■ Verilen metin
Paylaş
Ben şarkının bu ‘talihsiz halini’ geç dinledim ve “Hülya böyle bir cover yapma ‘cüretini’ niye göstermiş ki?” diye sormaktan da kendimi alamadım.
Tartışılmaz oyunculuğu, yıllardır sahne şovları, TV programları, jüri üyelikleri ile başarıyı yakalamış profesyonel bir sanatçının bu kadar amatörce bir işe imza atmasını aklım almadı açıkçası.
Klibine gelince, en inandırıcı sahne bu şarkıyı onun sesinden duyan koca adaylarının Hülya’dan kaçması olmuş.
Merak ediyorum sesinin şarkıya yakışmadığını, yorumunun vasatın bile altında olduğunu söyleyecek tek bir dostu yok mu Avşar’ın yanında? Yoksa Hülya kimseyi dinlemeyerek kendini mi sabote ediyor?
Yapmış olmak için işler yapmak, kendi kendisinin karikatürü haline gelmek Hülya Avşar gibi bir sanatçıya yakışmıyor.
Bence sana koca değil, doğru yolu gösterecek bir hoca lazım sevgili Hülya...
iPhone’unu satan reklamcılar
Son günlerde sık sık adını duyduğum ‘esrarengiz’ bir mekan açılmış Beyoğlu’nda...
“İki reklamcı gencin kurduğu Pilavhane” diye adı geçiyor sosyal medyada.
Kimmiş bunlar diye merak ettim, “Pilavdan dönenin kaşığı kırılsın” dedim, tuttum Pilavhane’nin yolunu...
Şirin, minicik bir esnaf lokantası Pilavhane. Bir köşede kara tahta üzerinde tebeşirle yazılmış menüsü yer alıyor.
Hemen tanıştım o iki ‘esrarengiz’ gençle. Kadir ve Aris uzun süre Güzel Sanatlar reklam ajansında birlikte çalıştıktan sonra reklamcılıktan sıkılıp; “Ferrari’sini satan bilge” misali iPhone’larını satıp burayı açmışlar.
Kadir’in kız arkadaşının annesini de mutfağa sokmuşlar.

■ Gereksinimler
A – Hülya Avşar ve Pilavhane yazısına göre Kadir ile Aris Pilavhane'yi neden açmış? Bir ila üç cümleyle açıklayın.
B – Hülya Avşar ve Pilavhane yazısını kaldığı yerden sürdürün.

■ Kayıtlar
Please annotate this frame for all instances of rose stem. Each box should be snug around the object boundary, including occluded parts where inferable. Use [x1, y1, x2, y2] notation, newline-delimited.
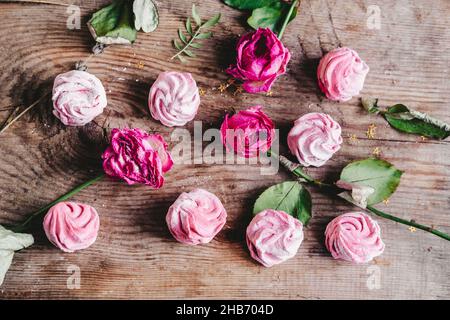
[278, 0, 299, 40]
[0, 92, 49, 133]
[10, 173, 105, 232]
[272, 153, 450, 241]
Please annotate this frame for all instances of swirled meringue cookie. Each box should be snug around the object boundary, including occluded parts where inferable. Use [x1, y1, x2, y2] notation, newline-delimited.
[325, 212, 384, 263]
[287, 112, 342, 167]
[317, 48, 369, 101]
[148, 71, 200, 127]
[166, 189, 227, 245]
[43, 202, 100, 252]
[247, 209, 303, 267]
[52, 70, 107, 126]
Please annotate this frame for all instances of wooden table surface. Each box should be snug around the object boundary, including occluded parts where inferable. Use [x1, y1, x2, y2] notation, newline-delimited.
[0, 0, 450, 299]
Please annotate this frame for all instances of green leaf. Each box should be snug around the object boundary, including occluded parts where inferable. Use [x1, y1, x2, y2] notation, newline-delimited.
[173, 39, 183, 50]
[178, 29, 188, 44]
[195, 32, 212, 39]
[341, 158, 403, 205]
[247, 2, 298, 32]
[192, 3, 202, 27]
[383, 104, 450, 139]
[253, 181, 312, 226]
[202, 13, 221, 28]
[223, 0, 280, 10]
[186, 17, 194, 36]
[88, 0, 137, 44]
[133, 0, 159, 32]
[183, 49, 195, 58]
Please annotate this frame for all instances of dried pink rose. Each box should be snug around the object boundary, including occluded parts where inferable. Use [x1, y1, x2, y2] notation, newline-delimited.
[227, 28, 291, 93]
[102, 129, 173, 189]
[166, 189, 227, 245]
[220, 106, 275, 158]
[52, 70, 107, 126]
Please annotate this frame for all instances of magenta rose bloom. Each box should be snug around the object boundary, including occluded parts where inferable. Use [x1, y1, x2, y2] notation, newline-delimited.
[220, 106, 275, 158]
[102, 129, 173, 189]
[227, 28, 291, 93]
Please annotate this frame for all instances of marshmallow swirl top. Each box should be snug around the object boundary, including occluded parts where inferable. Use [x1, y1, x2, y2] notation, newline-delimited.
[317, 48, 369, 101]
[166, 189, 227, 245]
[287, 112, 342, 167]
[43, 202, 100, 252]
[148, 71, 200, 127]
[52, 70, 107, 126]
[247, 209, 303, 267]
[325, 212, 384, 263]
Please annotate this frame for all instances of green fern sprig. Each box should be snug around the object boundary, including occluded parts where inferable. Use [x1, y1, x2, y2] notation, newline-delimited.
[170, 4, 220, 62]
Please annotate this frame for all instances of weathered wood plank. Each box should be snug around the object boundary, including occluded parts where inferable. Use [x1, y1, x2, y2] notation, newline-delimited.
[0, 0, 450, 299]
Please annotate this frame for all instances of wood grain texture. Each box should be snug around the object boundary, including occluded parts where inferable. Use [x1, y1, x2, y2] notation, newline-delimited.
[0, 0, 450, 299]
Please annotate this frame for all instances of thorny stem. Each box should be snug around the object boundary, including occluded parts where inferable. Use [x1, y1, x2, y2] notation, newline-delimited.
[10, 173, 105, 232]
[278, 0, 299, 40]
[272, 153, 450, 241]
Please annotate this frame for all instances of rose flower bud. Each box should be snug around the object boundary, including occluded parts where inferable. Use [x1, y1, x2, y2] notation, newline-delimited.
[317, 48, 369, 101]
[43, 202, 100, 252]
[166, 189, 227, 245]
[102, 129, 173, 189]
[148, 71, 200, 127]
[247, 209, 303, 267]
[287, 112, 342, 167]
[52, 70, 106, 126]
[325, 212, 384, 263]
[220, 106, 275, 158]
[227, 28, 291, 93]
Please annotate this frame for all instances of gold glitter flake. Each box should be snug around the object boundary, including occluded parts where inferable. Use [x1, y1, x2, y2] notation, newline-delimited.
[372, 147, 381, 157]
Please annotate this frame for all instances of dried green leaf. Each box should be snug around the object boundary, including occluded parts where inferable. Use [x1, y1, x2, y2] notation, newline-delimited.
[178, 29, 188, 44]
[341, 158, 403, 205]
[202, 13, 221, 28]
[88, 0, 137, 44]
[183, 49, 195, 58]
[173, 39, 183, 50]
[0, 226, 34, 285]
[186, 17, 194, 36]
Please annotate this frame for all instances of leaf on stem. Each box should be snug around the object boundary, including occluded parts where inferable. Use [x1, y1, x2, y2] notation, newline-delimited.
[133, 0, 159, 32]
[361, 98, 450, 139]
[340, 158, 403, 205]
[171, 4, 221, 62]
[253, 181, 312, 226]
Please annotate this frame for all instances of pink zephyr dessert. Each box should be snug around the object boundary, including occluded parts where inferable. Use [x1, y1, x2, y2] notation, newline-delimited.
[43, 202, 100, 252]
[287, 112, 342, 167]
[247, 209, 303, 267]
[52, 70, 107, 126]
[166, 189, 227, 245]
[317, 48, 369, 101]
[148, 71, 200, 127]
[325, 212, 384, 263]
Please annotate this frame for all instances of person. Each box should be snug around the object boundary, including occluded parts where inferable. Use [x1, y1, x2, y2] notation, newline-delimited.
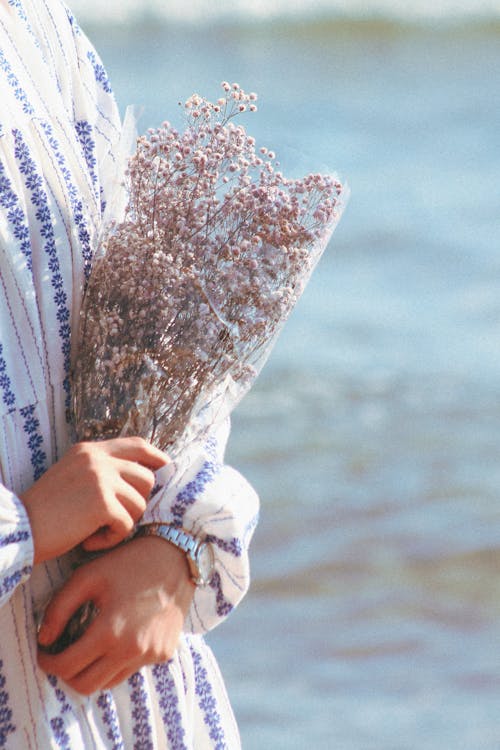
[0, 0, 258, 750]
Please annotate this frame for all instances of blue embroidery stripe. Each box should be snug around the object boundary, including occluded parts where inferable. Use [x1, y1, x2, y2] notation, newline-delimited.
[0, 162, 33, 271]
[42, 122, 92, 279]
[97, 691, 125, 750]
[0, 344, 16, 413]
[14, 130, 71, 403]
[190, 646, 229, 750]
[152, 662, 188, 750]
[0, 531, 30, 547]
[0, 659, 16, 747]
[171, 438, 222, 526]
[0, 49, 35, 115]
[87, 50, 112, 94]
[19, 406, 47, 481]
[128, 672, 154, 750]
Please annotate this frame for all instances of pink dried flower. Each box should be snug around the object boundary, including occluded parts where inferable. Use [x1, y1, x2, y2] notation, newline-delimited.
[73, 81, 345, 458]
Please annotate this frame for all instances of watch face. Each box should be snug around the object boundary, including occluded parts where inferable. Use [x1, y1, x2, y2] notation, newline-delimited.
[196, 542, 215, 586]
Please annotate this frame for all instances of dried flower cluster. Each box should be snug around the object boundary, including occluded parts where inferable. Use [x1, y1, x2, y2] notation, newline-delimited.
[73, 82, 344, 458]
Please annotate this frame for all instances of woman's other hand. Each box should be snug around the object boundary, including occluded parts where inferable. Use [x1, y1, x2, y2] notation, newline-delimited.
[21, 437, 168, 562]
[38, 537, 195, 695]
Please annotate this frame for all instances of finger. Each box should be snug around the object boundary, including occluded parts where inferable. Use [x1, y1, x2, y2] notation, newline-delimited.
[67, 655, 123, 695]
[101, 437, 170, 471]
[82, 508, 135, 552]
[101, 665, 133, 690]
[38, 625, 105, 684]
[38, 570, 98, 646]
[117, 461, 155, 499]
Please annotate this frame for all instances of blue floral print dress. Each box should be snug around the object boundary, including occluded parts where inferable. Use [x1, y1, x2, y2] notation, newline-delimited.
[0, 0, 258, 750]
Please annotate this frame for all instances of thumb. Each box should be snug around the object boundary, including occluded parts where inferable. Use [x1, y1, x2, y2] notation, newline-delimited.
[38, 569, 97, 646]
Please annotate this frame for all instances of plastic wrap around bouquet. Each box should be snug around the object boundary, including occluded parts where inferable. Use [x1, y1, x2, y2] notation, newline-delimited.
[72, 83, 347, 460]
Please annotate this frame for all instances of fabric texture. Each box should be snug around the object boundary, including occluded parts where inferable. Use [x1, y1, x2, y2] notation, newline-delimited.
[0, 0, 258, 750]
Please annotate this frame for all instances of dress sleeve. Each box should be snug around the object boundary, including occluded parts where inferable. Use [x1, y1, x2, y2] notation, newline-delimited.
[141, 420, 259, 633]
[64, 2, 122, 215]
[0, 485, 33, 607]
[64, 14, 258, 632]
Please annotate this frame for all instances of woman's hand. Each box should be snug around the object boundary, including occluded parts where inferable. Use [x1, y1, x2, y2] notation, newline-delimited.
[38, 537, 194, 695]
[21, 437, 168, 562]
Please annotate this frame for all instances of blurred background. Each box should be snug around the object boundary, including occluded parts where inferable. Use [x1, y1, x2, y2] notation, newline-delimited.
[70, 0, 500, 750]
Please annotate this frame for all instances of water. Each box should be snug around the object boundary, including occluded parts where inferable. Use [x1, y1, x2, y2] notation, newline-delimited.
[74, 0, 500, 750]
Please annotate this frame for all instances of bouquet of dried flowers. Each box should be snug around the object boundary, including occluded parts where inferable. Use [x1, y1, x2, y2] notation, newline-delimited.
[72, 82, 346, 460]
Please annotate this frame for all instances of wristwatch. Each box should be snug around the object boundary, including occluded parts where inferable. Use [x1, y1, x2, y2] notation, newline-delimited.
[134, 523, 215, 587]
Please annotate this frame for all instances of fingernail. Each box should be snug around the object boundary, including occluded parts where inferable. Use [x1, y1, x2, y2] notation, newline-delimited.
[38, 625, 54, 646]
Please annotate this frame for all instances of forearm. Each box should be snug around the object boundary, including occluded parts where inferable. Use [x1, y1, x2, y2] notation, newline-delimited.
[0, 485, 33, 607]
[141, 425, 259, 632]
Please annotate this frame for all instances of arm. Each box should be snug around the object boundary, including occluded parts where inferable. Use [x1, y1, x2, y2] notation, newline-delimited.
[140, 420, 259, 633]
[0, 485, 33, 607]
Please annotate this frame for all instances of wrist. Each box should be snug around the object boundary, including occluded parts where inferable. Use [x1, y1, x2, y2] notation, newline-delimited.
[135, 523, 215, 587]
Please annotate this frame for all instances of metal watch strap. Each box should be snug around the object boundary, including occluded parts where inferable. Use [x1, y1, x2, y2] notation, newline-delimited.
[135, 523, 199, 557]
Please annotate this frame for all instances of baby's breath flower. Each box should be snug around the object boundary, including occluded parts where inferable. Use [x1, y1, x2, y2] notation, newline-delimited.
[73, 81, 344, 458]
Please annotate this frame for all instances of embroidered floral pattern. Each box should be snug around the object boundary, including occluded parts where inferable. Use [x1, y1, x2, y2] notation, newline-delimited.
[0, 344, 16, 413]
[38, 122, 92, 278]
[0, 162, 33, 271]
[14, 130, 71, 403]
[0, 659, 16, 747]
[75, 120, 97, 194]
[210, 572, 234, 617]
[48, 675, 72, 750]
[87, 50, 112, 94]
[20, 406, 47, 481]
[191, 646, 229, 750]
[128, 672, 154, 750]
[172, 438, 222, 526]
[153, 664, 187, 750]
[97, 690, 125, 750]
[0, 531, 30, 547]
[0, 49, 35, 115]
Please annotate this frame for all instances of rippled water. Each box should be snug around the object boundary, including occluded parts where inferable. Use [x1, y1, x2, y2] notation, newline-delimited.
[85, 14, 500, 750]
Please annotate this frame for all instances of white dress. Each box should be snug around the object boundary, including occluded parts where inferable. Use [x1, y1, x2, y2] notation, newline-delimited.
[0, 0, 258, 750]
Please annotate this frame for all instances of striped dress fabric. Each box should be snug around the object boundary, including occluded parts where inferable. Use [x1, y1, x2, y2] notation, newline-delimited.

■ Yanıtlar aşağıda
A – Kadir ile Aris, Güzel Sanatlar reklam ajansında uzun süre birlikte çalıştıktan sonra reklamcılıktan sıkılmışlar. Bu yüzden iPhone'larını satıp Beyoğlu'nda Pilavhane'yi açmışlar.

B –
Mekanı açtıkları zaman Kadir kendini dükkanın reklamını yaparken bulmuş ve Aris’e “Ulan biz bu yüzden bırakmamış mıydık bu işi?” demiş, reklam işini fısıltı gazetesine bırakmışlar.
Pilavhane’de tavuklusundan kuru fasulyelisine, nohutlusundan domateslisine kadar envai çeşit pilav var.
Anne mutfağından çıkmış gibi hepsi de. Ben domatesli pilava yumuldum, arkasından da nefis bir işkembe çorbası içtim.
Benim yemek sıralamam da böyle şahsıma münhasır işte.
Fiyatlar da son derece makul... Porsiyonlar 4 ile 7 lira arasında değişiyor.
Siz siz olun fırsat bulunca uğrayın Pilavhane’ye; pişman olmayacaksınız. Zaten yakında Mehmet Yaşin ile Vedat Milor da keşfederler burayı...
Artık ben bir döneğim...
Babam Beşiktaşlı futbolcu Bedii’ydi. Yıllarca siyah beyazlı forma için ter döktü.
Üstüne üstlük oturduğumuz semt Beşiktaş olduğu için mahalle arkadaşlarım da Kara Kartal’a sevdalıydı.
Babamın bütün ısrarlarına rağmen, bir tek ben ailenin ayrık otu gibi Galatasaraylı oldum.
Elimde Cimbom bayraklarıyla yağmur çamur demeden stat kapılarını aşındırdım, tribünlerde sesim kısılıncaya kadar bağırdım; galibiyetlerde havalara zıpladım, yenilince karalar bağladım.
Ama artık beni bağlamıyor sarı-kırmızı renkler, çünkü Galatasaraylılıktan istifa ediyorum sevgili hanımlar ve beyler!
Bu ‘istifa’ Galatarasay camiasının umurunda olur mu? Hiç sanmam. Koskoca İmparator gönderilmiş kulüpten, gariban İzzet’i mi sallayacaklar?
Ama en nihayetinde artık ben bir döneğim! Babamın ve çocukluk arkadaşlarımın zorla yaptıramadığını bunca yıl sonra Ünal Başgan başardı. Artık ben Beşiktaşlıyım!
Her yerinden enerji fışkıran Çarşı’sıyla, sosyalist hocası Biliç’iyle Beşiktaş’a gönül verdim.
Sözüm Ünal Aysal’a; futbolun sadece gollerden, ‘çileklerden’ ibaret olmadığını, vefasız topraklarda sevginin filizlenmediğini geç de olsa öğrettiğiniz için teşekkürler Sayın Başgan.
İnşallah yeşil sahalar da bir gün size aynısını öğretmez!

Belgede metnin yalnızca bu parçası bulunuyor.